Dataset entries:
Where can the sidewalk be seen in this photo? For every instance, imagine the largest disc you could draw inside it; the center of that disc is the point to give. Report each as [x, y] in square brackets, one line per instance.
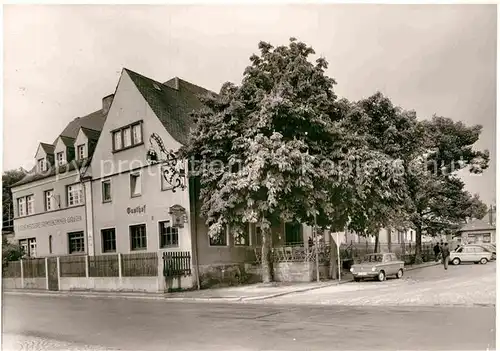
[242, 293]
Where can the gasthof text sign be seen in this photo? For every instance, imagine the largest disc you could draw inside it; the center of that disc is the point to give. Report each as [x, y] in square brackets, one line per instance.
[49, 223]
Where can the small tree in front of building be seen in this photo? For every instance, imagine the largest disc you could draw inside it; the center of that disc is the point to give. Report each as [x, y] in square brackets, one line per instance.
[276, 149]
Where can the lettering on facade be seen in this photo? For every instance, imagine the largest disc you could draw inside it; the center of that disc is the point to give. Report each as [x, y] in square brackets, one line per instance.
[49, 223]
[136, 210]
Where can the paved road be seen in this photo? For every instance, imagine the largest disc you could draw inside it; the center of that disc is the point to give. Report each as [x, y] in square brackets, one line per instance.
[459, 285]
[74, 323]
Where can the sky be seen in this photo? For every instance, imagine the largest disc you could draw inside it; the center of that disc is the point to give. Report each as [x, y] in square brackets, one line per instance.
[60, 61]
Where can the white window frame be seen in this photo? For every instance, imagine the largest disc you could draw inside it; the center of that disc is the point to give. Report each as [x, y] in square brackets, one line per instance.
[106, 181]
[21, 206]
[117, 146]
[49, 199]
[41, 165]
[60, 161]
[236, 243]
[80, 152]
[102, 240]
[136, 139]
[134, 132]
[169, 222]
[130, 236]
[137, 176]
[69, 243]
[227, 239]
[78, 192]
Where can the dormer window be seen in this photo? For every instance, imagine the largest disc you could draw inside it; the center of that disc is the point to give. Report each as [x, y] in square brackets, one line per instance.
[80, 152]
[127, 137]
[60, 158]
[41, 165]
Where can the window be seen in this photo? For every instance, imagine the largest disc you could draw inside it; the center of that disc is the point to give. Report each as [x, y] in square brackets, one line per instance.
[219, 240]
[41, 165]
[106, 191]
[138, 239]
[165, 173]
[21, 206]
[127, 141]
[25, 205]
[293, 233]
[117, 140]
[49, 200]
[135, 184]
[169, 236]
[108, 240]
[243, 240]
[75, 194]
[28, 246]
[60, 158]
[76, 242]
[80, 152]
[127, 136]
[30, 205]
[137, 134]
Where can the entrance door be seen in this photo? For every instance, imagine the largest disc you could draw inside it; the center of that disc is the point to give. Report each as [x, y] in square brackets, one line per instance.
[52, 272]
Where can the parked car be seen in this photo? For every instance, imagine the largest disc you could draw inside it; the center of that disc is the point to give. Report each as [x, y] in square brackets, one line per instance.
[491, 248]
[470, 253]
[379, 265]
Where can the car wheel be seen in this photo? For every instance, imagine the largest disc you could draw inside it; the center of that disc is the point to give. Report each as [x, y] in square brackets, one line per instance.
[381, 276]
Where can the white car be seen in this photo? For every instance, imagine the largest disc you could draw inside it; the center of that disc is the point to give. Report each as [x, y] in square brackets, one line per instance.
[470, 253]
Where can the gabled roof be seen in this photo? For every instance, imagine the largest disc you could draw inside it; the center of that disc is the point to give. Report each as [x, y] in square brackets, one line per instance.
[48, 148]
[475, 225]
[172, 103]
[91, 134]
[93, 122]
[33, 176]
[67, 140]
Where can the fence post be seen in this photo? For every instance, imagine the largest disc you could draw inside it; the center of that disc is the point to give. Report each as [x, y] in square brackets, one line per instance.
[119, 265]
[59, 273]
[22, 275]
[87, 266]
[47, 273]
[161, 285]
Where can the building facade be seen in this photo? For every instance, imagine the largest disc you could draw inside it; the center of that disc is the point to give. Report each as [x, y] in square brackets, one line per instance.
[94, 191]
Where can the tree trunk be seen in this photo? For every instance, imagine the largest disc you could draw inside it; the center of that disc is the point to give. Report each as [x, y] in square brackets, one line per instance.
[418, 245]
[267, 264]
[389, 239]
[334, 268]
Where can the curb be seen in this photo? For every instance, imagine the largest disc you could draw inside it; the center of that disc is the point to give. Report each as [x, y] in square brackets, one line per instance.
[431, 264]
[165, 297]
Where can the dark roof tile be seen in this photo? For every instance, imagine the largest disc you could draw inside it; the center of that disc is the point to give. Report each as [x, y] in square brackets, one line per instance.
[91, 133]
[48, 148]
[172, 103]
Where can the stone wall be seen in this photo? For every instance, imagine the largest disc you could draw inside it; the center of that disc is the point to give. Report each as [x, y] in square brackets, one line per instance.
[292, 271]
[220, 275]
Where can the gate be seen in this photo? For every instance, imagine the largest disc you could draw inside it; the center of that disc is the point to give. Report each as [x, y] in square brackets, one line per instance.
[176, 264]
[52, 273]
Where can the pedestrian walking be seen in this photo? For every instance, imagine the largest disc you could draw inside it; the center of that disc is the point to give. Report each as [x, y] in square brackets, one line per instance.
[445, 251]
[437, 250]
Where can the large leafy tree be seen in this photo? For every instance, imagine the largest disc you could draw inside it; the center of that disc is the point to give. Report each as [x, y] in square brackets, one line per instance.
[439, 201]
[278, 149]
[8, 179]
[431, 153]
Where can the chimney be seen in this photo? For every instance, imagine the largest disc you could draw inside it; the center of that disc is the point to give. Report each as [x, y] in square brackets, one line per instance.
[106, 103]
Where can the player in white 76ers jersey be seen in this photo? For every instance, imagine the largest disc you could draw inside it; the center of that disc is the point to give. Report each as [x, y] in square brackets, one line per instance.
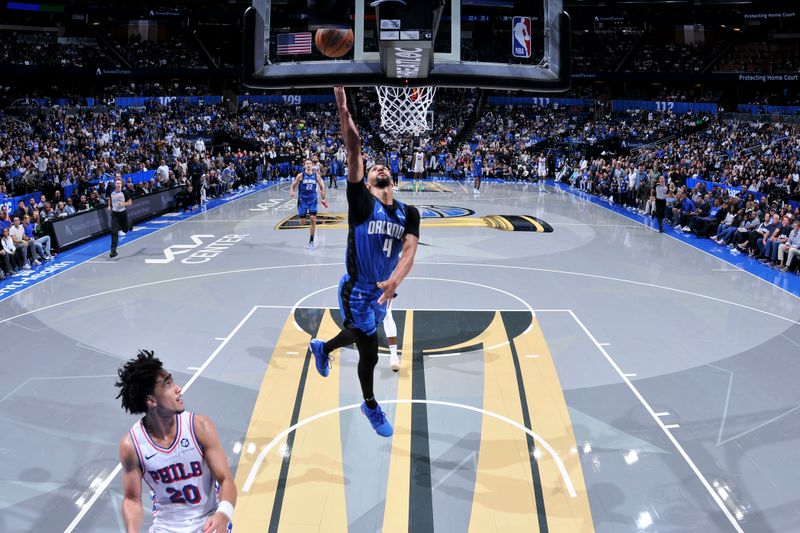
[177, 453]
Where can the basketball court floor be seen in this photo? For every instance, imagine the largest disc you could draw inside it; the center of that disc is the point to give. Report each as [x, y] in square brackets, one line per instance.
[599, 377]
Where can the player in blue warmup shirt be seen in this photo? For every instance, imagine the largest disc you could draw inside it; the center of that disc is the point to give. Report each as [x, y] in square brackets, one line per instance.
[307, 182]
[380, 228]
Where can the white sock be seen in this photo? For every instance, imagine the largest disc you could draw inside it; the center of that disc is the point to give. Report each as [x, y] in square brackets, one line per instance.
[389, 326]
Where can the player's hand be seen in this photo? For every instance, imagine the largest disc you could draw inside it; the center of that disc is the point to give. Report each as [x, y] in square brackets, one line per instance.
[218, 523]
[388, 287]
[341, 96]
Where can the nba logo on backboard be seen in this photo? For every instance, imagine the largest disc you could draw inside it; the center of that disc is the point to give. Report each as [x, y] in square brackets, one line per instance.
[521, 36]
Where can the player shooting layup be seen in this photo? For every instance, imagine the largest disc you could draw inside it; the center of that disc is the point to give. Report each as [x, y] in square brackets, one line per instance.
[379, 226]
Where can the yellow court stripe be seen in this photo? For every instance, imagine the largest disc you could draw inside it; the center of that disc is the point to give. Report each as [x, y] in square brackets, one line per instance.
[550, 419]
[535, 223]
[503, 499]
[395, 517]
[272, 413]
[316, 471]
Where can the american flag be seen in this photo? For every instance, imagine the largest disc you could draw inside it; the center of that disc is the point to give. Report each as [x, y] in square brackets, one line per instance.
[294, 43]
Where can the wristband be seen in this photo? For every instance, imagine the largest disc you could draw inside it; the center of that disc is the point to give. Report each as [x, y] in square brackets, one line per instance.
[225, 508]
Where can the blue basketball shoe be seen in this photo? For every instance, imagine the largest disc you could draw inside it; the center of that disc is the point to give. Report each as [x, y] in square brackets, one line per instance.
[378, 420]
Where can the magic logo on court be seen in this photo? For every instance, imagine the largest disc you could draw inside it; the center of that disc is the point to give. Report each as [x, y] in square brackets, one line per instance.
[437, 216]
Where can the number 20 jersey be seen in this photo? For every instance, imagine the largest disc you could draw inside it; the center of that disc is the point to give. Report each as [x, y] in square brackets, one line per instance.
[184, 491]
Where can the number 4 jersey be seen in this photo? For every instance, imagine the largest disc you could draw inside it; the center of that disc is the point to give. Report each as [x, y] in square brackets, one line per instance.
[184, 491]
[376, 234]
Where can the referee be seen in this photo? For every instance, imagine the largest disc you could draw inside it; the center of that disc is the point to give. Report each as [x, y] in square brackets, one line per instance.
[661, 203]
[118, 202]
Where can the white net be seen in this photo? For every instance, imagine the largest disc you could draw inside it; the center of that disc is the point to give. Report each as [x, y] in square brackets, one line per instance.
[405, 109]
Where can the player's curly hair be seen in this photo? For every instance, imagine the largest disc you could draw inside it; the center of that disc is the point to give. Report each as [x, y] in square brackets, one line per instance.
[137, 380]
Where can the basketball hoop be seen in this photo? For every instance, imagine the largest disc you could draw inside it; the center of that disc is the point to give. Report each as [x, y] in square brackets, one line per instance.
[405, 109]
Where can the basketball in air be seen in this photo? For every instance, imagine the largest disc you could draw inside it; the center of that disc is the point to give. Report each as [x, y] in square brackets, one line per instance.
[334, 42]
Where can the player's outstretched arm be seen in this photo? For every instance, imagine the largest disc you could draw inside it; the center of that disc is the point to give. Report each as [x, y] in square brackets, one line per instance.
[132, 512]
[352, 139]
[402, 269]
[218, 463]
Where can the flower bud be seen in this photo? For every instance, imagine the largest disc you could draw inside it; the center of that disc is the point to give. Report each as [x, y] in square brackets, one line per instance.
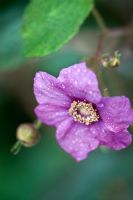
[111, 61]
[27, 134]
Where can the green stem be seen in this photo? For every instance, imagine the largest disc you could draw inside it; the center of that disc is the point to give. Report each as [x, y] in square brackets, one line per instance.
[37, 124]
[16, 148]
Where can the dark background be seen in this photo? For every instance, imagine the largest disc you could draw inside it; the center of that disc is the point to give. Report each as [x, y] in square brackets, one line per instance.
[45, 172]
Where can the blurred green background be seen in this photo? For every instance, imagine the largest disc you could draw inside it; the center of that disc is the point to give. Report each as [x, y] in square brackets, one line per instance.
[45, 172]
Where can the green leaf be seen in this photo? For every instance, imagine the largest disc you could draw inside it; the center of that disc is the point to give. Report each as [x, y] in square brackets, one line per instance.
[48, 24]
[11, 46]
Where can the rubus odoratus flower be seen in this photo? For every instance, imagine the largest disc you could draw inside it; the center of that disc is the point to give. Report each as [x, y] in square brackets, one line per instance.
[83, 118]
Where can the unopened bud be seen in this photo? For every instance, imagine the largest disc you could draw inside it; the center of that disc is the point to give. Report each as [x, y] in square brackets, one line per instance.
[111, 61]
[27, 134]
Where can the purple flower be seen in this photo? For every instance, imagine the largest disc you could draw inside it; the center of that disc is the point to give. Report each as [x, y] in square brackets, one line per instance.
[83, 118]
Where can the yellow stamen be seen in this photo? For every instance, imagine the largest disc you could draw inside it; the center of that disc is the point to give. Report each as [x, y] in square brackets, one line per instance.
[83, 112]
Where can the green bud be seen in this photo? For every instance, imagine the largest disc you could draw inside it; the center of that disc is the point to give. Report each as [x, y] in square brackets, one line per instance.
[27, 134]
[111, 61]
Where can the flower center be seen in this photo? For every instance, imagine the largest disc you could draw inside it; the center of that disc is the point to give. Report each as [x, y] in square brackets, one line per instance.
[83, 112]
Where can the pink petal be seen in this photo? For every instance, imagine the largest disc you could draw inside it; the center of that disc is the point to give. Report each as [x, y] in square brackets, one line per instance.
[51, 115]
[76, 139]
[118, 141]
[80, 82]
[116, 113]
[46, 90]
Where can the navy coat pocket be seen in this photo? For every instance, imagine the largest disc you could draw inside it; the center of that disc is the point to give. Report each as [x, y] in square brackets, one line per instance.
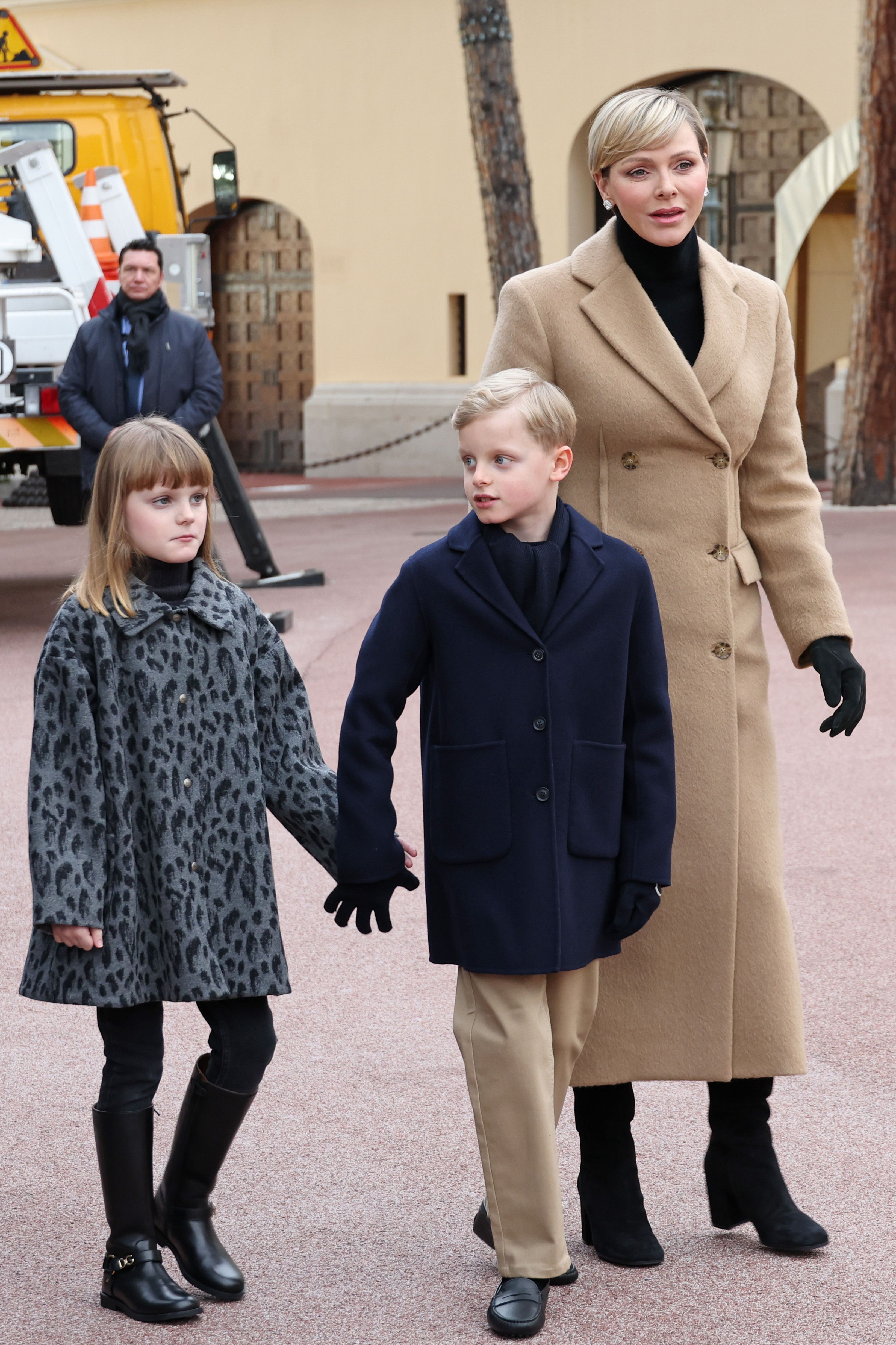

▶ [Task]:
Please retype, exactly and only, the lines from the one holding "Where can the pink" to the end of the entries, both ends included, without any pictures.

▶ [Solution to the problem]:
Where can the pink petal be seen in this photo? For every instance, imagine the largest disc you could draw inside it; the center of that disc is the point to give. Report each as [x, y] in square brackets, one line per instance.
[51, 115]
[76, 139]
[118, 141]
[80, 82]
[116, 113]
[46, 90]
Where can the navy coat pocket be seen in this photo? For every instance, imagine the largest disc you could draw inside it; the center of that disc is the point to give. Report each as [x, y] in square brackets, one line per instance.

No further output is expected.